### Stated goal 1
Write out the passage of the rideshare forum thread that begins with the words "Yes, only driving" and ends with "(Nov 11, 2017)", keeping every character as it appears.

Suffice to say then that you would take anything, or quit. So, you have accepted every ride? That is fine, Uber keeps 60 percent or 20 percent? And you are fine,? each one? They are on the same day. Ok? Uber asks ok? and you say yaeah! Or you quit. So why are you on a forum? What do you want? You make no money writing. Oh I had forgotten. You are the tax shelter driver. Sorry.


----------



## Dekero (Sep 24, 2019)

Wolfgang Faust said:


> Working for less than half of what we made four years ago, and they still cut rates... .while being unable to be profitable.
> 
> Luber is ignorant, unethical, pathetic, and evil.


And yet... You still drive....



LADryver said:


> Suffice to say then that you would take anything, or quit. So, you have accepted every ride? That is fine, Uber keeps 60 percent or 20 percent? And you are fine,? each one? They are on the same day. Ok? Uber asks ok? and you say yaeah! Or you quit. So why are you on a forum? What do you want? You make no money writing. Oh I had forgotten. You are the tax shelter driver. Sorry.


Apparently you dont pay attention.... I have posted all over this site about how I pick and choose when and what to take.. and have an AR of low teens... And a cancel rate in the mid teens.. so Im the last guy to be calling a take every ride driver... Thus why I drove during an event last nite and not during the garbage hours

Also why I posted in this post originally... To point out there is money to be made if you know how and when to work the system .. move along sir and continue to CRY about the good old days...


----------



## Wolfgang Faust (Aug 2, 2018)

Dekero said:


> And yet... You still drive....


Yes, only driving private livery, Black and SUV.
I purchased a black spot with a Lincoln Town Car five years ago. Drove black, select and x.

I will not drive x today.


----------



## IR12 (Nov 11, 2017)

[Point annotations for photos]

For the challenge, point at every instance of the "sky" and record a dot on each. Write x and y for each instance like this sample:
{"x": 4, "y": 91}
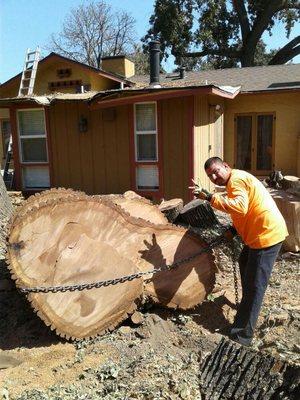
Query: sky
{"x": 30, "y": 23}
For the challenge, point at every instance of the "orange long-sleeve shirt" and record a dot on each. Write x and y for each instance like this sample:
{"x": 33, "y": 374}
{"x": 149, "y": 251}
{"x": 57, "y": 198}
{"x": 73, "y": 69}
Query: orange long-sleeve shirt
{"x": 253, "y": 211}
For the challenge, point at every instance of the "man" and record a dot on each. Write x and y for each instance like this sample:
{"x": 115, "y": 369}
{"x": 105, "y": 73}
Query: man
{"x": 262, "y": 228}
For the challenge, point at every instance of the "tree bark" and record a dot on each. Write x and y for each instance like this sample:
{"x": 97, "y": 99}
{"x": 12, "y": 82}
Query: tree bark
{"x": 233, "y": 371}
{"x": 66, "y": 238}
{"x": 6, "y": 210}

### Stated goal 2
How many lines of the listing contain the string "tree"? Treat case as significant and answer with the number alone.

### Exercise result 1
Yes, only driving private livery, Black and SUV.
I purchased a black spot with a Lincoln Town Car five years ago. Drove black, select and x.

I will not drive x today.


----------



## IR12 (Nov 11, 2017)

### Exercise result 2
2